--- START OF Information supplied ---

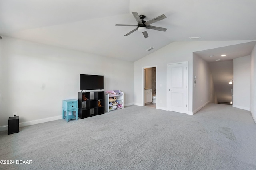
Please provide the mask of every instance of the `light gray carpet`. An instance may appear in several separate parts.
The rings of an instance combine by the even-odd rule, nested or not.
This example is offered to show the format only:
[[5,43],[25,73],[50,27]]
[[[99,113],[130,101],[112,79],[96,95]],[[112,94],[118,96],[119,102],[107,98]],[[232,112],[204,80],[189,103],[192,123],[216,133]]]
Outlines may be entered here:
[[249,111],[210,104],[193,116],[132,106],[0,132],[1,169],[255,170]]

--- END OF Information supplied ---

Requirement:
Copy the records above line for line without changing anything, and leave out the pictures.

The completed task:
Please provide the mask of every instance of the `light gray carpet`. An instance may appear in several separate parts.
The rings of an instance combine by the even-odd rule, nested or not.
This example is offered to show the format only:
[[5,43],[25,73],[50,27]]
[[[99,113],[130,101],[112,79],[96,95]],[[112,94],[118,96],[119,102],[107,98]],[[232,112],[204,80],[189,103],[192,123],[216,133]]]
Outlines may be entered here:
[[249,111],[210,104],[193,116],[132,106],[0,132],[1,169],[255,170]]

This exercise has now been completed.